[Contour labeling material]
+-------+

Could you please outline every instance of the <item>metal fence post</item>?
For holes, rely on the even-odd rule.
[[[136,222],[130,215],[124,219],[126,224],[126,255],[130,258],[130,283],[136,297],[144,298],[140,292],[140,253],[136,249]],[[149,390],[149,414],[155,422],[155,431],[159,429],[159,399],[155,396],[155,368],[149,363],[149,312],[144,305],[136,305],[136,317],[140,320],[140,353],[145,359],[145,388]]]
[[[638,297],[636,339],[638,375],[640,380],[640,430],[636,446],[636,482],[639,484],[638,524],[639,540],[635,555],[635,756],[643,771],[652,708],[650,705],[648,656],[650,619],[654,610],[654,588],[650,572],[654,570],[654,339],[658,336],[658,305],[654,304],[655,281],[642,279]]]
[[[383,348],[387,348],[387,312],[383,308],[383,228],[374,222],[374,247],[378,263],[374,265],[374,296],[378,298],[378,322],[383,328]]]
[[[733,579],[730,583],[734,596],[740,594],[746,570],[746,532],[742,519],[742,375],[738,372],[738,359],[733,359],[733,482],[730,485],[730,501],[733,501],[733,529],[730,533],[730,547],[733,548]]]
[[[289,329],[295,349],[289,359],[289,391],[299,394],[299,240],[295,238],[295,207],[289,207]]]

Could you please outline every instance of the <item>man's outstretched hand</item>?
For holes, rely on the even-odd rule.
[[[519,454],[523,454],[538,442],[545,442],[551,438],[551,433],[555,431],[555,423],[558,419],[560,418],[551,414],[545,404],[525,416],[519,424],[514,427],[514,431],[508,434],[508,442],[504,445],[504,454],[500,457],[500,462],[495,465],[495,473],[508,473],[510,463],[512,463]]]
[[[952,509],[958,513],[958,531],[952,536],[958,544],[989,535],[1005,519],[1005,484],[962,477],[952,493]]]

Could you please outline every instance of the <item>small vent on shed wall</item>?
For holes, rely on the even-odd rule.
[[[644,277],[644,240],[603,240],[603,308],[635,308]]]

+-------+

GIVEN EXERCISE:
Please rewrite the material starting at the line containing "Could you please outline every instance of the <item>small" and ending at the end of the material, swapping "shed wall" for "garage wall" and leaving everything else unchanged.

SOLUTION FOR THIS TASK:
Could you please outline every instance of the <item>small vent on garage wall</item>?
For holes, rely on the even-odd rule.
[[[644,277],[644,240],[603,240],[603,308],[635,308]]]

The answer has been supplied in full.